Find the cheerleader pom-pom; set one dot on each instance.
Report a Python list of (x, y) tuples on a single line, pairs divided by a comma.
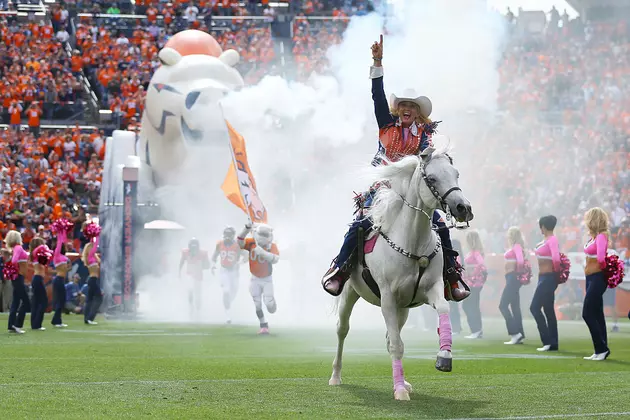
[(42, 254), (91, 231), (565, 269), (614, 271), (10, 271), (61, 226)]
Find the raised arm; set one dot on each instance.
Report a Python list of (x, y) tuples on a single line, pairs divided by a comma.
[(216, 254), (241, 237), (381, 107), (602, 249), (62, 237), (555, 253)]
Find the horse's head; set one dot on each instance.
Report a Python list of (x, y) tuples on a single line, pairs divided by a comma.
[(439, 183)]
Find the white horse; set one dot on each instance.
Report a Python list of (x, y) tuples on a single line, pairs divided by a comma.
[(406, 262)]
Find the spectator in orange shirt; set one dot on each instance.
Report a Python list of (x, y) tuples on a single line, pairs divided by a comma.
[(34, 114)]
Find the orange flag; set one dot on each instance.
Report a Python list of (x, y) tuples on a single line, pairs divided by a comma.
[(239, 185)]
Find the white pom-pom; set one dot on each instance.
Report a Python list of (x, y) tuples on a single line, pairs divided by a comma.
[(169, 56), (230, 57)]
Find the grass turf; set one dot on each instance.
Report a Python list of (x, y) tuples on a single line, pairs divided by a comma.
[(133, 370)]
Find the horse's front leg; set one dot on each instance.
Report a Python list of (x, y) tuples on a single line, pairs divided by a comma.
[(347, 301), (396, 347), (436, 299), (403, 314)]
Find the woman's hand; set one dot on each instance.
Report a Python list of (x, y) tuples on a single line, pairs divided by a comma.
[(377, 52)]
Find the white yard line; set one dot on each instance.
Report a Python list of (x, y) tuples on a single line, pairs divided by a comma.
[(324, 379), (550, 416)]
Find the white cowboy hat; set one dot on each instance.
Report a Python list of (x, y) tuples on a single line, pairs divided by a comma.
[(410, 95)]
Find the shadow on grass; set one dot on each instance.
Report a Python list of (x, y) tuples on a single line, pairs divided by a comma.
++++++
Short problem — Quote all of the records above word for word. Leave the pictures out of your answer.

Task response —
Find the cheerleader pom-pom; set one dot on each instance.
Report a Python list of (x, y) tuples on a single line, pairs divided by a comma.
[(42, 254), (91, 231), (565, 269), (614, 271), (10, 271), (61, 226)]
Find the raised arm; set one dot on each instance.
Report a Python list of (x, y) tuples on a single line, pairs divided by a comma.
[(216, 254), (241, 237), (381, 107), (602, 249), (62, 237), (555, 253)]
Find the horse's head; set one dot on each instance.
Report a Python list of (x, y) tuples on a single line, pairs divided by a comma.
[(439, 183)]
Find the white horse; set one dot on each instance.
Report a Python list of (x, y) tuples on a single line, pairs divided by a comma.
[(406, 262)]
Find the spectator in orange shirt; set one dot on each instance.
Report a Python list of (x, y) tuples on a single line, pairs divided by a comma.
[(34, 114)]
Find the orange flag; set one dot on each instance.
Report a Python list of (x, y) tuples on a single line, pairs divided by a comma.
[(239, 185)]
Find the white pom-pom; set one dot on each instance.
Report a Python list of (x, y) tuples on a single line, pairs divided by a comma.
[(169, 56), (230, 57)]
Find the grass turf; set one dot on each instance.
Report a Python list of (x, y) tuples on a single line, pairs divided by a comma.
[(133, 370)]
Find the horse's front leg; set one dot on each instance.
Report a Python list of (x, y) tuples on a single line, pairs divided by a comma.
[(347, 301), (396, 347), (436, 299), (403, 314)]
Find the woman's hand; set one dot on each instance.
Report a Python list of (x, y) tuples on a single line, pairs divided by a comma.
[(377, 52)]
Find the white yard line; set one dot on each instance.
Report a Python list of (x, y) tuples on a single line, pairs divided by a comma.
[(324, 379), (550, 416)]
Find the white cowboy hat; set one dot on each instance.
Report a Python list of (x, y) tuples on a single line, pairs divided by a comma.
[(410, 95)]
Find the shadow on grass; set one dot on each instance.
Report a Python list of (x, y) tuples on a single line, pairs divided by a comma.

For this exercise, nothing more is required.